#### Brano scelto ####

Eppure De Benedetti se ne risente e chiede senza troppi giri di parole  che l’Editoria possa partecipare alla spartizione della torta:Non si può prendere una cosa senza pagarla”.
Google fa paura, non c’è che dire mentre, nessuna paura e scarsissima considerazione fanno coloro che rendono vitale e proficuo il grande mercato di internet: NOI!
Proviamo infatti a traslare le parole di De Benedetti sui contenuti prodotti dai netizen, tanto più che essi sono di gran lunga superiori per quantità rispetto a quelli provenienti dagli editori on line!


  "Google non può continuare a trarre un profitto colossale dai nostri contenuti"

Se al posto di Google  scriviamo il nome di un Service Provider, il nome di una piattaforma blog, il nome di un social network, il nome di un servizio di sharing (sia esso riservato ai video o ad altri tipi di file quali immagini o mp3), scopriamo improvvisamente che le vittime di uno sfruttamento a sbafo dei contenuti altrui per trarne colossali profitti SIAMO PROPRIO NOI!
In sostanza chiedo l’intevento della Triplice sindacale o in parole povere di CGIL, CISL e UIL per noi  che siamo la manovalanza in nero del web!

Scherzo ma non troppo. E’ infatti impensabile che si continui a prendere a piene mani dagli utenti dando loro in cambio solo briciole o un piatto desolatamente vuoto.

I Service ed Hosting  Provider guadagnano sui nostri contenuti, registrano accessi sulle proprie pagine grazie ai nostri contenuti, guadagnano sugli investimenti pubblicitari di terzi in virtù degli accessi che i nostri contenuti sono in grado di generare e se la cavano con la barzelletta di fornirci servizi gratuiti. Altrettanto dicesi per i social network e per le piattaforme di sharing.
Le società di Advertising a loro volta, ovvero quei servizi che gestiscono la pubblicazione di banner pubblicitari sulle pagine web, hanno ideato per noi utenti di internet una strana forma di remunerazione, comunemente detta “Pay per Click”. Questa espressione significa che quando apponiamo di fianco ai nostri contenuti dei banner pubblicitari , veniamo remunerati (di solito con cifre risibili), solo se chi ci legge realizza il fatidico click sul banner promozionale: come dire che se un giornale vende il proprio spazio pubblicitario ad Aiazzone, potrà essere pagato solo previa verifica che chi ha comprato il giornale abbia poi fatto un giretto in negozio per comprarsi una cucina o un salotto! Eh no! Mica fuori dal web succede così!
Eppure i dati dicono che la pubblicità on line stia sottraendo sempre più clientela ai venditori di spazi pubblicitari tradizionali. (Non a caso il mondo dell’editoria è un tantinello incazzato con il web). Quindi la pubblicità on line è remunerativa per le aziende che vi ricorrono, ma i publisher (blogger, webmaster, gestori di forum) che inseriscono banner pubblicitari di fianco ai propri contenuti, non riescono neanche a passare il dito sulla torta per dargli un' appagante leccatina, figuriamoci gustarne una fetta! (SLURP!)

####

### Compito richiesto
Procedi con il brano sui profitti ricavati dai contenuti degli utenti in rete, ripartendo subito dopo la sua ultima frase e senza passare all'elenco che segue.

#### Voci elencate ####

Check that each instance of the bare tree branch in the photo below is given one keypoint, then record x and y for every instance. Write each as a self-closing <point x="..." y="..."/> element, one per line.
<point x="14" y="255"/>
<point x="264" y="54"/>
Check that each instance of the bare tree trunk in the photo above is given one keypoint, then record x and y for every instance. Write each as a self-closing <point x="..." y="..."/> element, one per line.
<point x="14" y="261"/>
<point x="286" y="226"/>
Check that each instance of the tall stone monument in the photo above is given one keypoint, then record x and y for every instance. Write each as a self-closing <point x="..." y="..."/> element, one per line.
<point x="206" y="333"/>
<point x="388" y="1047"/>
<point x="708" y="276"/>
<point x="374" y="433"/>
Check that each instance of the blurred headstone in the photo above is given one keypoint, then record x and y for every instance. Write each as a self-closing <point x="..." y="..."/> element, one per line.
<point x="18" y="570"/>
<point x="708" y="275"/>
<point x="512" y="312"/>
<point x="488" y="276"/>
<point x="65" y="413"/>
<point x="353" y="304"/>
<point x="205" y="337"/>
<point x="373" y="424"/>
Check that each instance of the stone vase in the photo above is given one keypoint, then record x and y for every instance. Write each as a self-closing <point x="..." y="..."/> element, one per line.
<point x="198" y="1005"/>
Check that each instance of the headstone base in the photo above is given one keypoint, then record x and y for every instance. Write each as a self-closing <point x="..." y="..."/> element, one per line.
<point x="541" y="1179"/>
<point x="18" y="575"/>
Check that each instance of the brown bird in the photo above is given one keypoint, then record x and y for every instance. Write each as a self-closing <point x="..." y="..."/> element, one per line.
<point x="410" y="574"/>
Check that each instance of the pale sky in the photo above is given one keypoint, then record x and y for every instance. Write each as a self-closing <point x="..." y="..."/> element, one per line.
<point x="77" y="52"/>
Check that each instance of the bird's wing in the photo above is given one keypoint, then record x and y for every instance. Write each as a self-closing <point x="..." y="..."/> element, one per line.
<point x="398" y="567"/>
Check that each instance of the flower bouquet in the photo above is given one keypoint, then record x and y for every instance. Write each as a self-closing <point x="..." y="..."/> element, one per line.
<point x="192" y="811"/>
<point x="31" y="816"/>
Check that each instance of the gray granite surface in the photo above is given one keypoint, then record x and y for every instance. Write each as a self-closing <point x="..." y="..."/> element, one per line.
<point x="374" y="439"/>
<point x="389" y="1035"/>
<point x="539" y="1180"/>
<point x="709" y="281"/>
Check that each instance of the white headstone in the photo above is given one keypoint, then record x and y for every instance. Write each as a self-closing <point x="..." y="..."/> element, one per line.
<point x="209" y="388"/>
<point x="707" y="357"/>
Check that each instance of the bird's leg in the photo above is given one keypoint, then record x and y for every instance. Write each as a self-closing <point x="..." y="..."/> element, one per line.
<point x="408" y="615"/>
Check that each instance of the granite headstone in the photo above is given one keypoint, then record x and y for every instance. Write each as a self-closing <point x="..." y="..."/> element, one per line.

####

### Risposta scritta
In tutto questo noi continuiamo a comportarci da gregge neanche belante, bensì maledettamente silente.
Non si prova né ad organizzarsi in associazioni di utenti, né ad autogestirsi per la auto-produzione di quei servizi che altri dicono di fornirci gratuitamente.
Sapete che esistono in rete script per creare in poche ore un portale di contenuti? Sapete che esistono in rete script per riprodurre senza troppa difficoltà social network simili a Facebook? Ciò nonostante non mi risulta che una piattaforma web sia mai stata autoprodotta da un’associazione di utenti.

Continuano invece a proliferare iniziative delle quali non cogliamo l’obiettivo recondito. Prendiamo ad es. la recente introduzione del tasto “Mi Piace” nelle nostre fotogallery su Libero. Tralascio il fatto che  ai Gold User si era garantito (tra le altre cose) di poter inserire banner adsense su TUTTI i propri contenuti e che invece nelle pagine della fotogallery ciò non è possibile. Vi chiedo piuttosto: chi è in grado di cliccare il tasto “Mi piace”? Ovviamente solo chi è già iscritto a Facebook!
Quando uno di noi clicca il tasto in questione, sul suo profilo di Facebook, gli amici che abbiamo su quel social network sono indotti a visitare le nostre foto pubblicate qui su Libero. Quindi Libero riceve visite grazie ai nostri contenuti e non ci ringrazia del favore in alcun modo, anzi, impedisce a noi utenti di inserire autonomamente il bottone “Mi Piace” sotto i nostri post. Furbi vero? Anche perché a Facebook non regalano niente ed in cambio possono invece ricavarne nuovi iscritti. Stesso discorso vale per le nostre fotogallery quando sono "lanciate" in home page di portale.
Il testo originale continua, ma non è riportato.